=== Provided text ===
Past Reviews

Off Broadway Reviews

Boomers, The Musical of a Generation
part of the
Midtown International Theatre Festival

Theatre Review by Matthew Murray

Civil Rights, Vietnam, Woodstock—whatever you may think of the Baby Boomer era, there's no denying its inhabitants made some major history and represented an individuality and ambition rarely experienced since. So it only makes sense that Peter Baron and Meridee Stein's musical about those enterprising folk, Boomers, which is playing through July 30 at the June Havoc Theatre as part of the Midtown International Theatre Festival, would exhibit those same qualities. But if it's as sweeping and adventurous as the generation it purports to celebrate, its impact—in pretty much every way—is not remotely comparable.

Because although those born in the aftermath of World War II were consumed with finding themselves and developing their own personalities in coordinated tune with the world around them, Boomers wants to sample ideas without understanding the impetuses behind them. That's why it can borrow liberally from shows as diverse as Oklahoma!, Les Misérables, Miss Saigon, and Next to Normal, and yet never feel as cogent or fulfilling as they do. Conceived from the ground up with well-defined voices, viewpoints, and structures, as well as a firm understanding of basic dramaturgy, they attained a cohesion and a coherence that Baron and Stein's worthy but wobbly effort lacks.

Conceptually, Boomers is on solid ground. It follows an average man named Will (Peter Davenport) from his final teenage days as part of the Class of 1968 through his post-graduation malaise and war protesting, marriage to his high-school sweetheart Laura (Katy Blake), and eventually the problems that surround his raising a child of his own. The way Will's free-spiritedness, optimism, and angst continually feed off of each other as the decades roll by—for example, his father (Charles Karel), a WWII veteran, kicks him out of the house when he decides to be a musician, an act that has a profound impact on Will's every subsequent year—captures with acuity the at-the-time unknowable impact of even tiny decisions we make.

But any notion so freeform must be bolstered and grounded by unassailable specificity in its characters and plot points, and here that doesn't happen. Will rebels against his father not for any tangible reason, but because he wants to avoid being swallowed by a society he doesn't yet comprehend. The first real time we spend with Laura is the scene in which she's leaving to join the Peace Corps; her flower-power younger sister Beth (Kelley Dorney) theoretically plays an integral role in Will's evolution, but we never see her before she marches to her doom on the day of the Kent State shootings. And when Will, addicted to either cocaine or sniffing lighter fluid (it's hard to tell), emotionally abandons his family when he turns 40, the resulting whirlwind of whining, suicide attempts, and tearful reconciliations has no discernible basis at all.
===
**Problem statement:** In the Boomers review, which actor plays Will?
=== Given records ===
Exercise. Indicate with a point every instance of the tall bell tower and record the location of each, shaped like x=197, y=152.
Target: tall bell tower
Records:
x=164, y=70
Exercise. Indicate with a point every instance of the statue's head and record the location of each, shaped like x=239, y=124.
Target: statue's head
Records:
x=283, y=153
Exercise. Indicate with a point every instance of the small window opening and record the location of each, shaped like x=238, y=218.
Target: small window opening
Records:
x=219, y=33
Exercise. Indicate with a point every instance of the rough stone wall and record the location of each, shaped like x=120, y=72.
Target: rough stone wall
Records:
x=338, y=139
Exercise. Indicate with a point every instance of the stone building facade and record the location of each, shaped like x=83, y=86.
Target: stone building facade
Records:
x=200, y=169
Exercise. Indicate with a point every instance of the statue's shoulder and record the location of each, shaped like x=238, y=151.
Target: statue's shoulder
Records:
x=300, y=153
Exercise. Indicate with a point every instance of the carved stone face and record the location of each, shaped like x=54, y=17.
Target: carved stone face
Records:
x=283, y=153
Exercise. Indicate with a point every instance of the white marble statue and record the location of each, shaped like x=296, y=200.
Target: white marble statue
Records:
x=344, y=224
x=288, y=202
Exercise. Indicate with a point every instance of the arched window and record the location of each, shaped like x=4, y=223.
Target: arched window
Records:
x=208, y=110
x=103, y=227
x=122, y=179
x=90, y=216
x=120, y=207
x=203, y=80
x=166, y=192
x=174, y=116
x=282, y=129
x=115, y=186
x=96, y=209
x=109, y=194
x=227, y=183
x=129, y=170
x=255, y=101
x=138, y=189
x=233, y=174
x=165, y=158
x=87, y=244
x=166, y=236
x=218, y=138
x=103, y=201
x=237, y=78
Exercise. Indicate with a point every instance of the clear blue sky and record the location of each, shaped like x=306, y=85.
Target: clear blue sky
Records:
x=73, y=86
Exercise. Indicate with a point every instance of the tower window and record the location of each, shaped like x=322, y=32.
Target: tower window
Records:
===
**Exercise solution:** Peter Davenport